■ **TASKS TO COMPLETE**
• A. Decide whether each statement agrees with the passage about writing since the inauguration: (i) the writer traces the difficulty writing to the inauguration on January 20th; (ii) the writer has often written explicitly about politics on the site; (iii) the writer refers to the man by name on social media. For each, answer yes or no and quote the deciding words of the passage.
• B. Identify every line of the records that contains the string "orange", and copy each such line.

── GIVEN PASSAGE

I'm having a difficult time writing lately.

I can trace it back to one moment: the U.S. presidential inauguration on January 20th.

Writing hasn't been the same since. I've tried to muster the energy and inspiration to write about things I love, but all I've wanted to do instead is write about the sorry state of a country I no longer recognize.

I'm an extremely political person with strong beliefs and ideas about the issues. I'm no shrinking violet when it comes to politics. For some reason though, I haven't written about politics much around here, at least not explicitly beyond a few posts over the last year or so. That said, I firmly believe that my politics are on full display in nearly everything I write because they're the underpinnings for everything. I can't help but express them, however subtly, in what I say or do or write.

My disappointment in my country since the November election has only worsened since the inauguration. I refuse to speak or type the name of the man who's now driving our nation into a ditch. Instead, on social media and in everyday conversation I tend to refer to him with only pronouns or the occasionally sarcastic terms those of us opposed to him have been using, like Cheeto or Tweeter-in-Chief.

────
── PROVIDED DATA

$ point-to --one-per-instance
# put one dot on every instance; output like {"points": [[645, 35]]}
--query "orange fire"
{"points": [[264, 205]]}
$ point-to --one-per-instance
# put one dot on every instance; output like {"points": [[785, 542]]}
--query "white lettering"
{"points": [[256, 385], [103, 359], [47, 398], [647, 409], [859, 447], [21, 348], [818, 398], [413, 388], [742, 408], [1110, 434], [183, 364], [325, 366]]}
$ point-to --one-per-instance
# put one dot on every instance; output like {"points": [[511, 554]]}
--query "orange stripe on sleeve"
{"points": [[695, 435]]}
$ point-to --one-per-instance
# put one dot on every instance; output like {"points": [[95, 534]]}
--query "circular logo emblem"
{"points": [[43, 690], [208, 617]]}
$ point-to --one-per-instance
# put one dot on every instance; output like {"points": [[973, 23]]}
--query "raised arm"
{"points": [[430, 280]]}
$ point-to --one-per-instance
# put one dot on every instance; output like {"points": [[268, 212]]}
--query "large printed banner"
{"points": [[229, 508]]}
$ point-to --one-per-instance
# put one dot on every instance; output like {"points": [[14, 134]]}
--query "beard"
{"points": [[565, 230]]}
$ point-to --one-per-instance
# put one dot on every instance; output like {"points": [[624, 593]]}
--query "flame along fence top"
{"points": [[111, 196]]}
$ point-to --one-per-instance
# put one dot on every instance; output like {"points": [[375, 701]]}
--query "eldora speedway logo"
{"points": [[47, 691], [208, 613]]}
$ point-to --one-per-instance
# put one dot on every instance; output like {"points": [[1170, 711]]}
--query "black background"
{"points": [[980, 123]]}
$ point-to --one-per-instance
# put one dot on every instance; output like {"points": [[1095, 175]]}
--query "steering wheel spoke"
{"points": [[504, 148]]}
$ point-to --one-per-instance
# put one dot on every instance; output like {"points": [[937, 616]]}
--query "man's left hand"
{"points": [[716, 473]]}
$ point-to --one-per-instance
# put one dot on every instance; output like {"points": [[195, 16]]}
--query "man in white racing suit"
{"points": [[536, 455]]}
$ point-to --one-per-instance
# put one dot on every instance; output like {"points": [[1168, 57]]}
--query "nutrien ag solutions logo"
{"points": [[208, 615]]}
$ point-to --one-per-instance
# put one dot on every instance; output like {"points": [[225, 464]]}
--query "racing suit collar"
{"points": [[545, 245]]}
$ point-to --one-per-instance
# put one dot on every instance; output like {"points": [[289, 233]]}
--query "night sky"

────

■ **SOLUTION SET**
• A.
(i) Yes: "I can trace it back to one moment: the U.S. presidential inauguration on January 20th."
(ii) No: "I haven't written about politics much around here, at least not explicitly beyond a few posts over the last year or so."
(iii) No: "I refuse to speak or type the name of the man who's now driving our nation into a ditch."

• B.
--query "orange fire"
--query "orange stripe on sleeve"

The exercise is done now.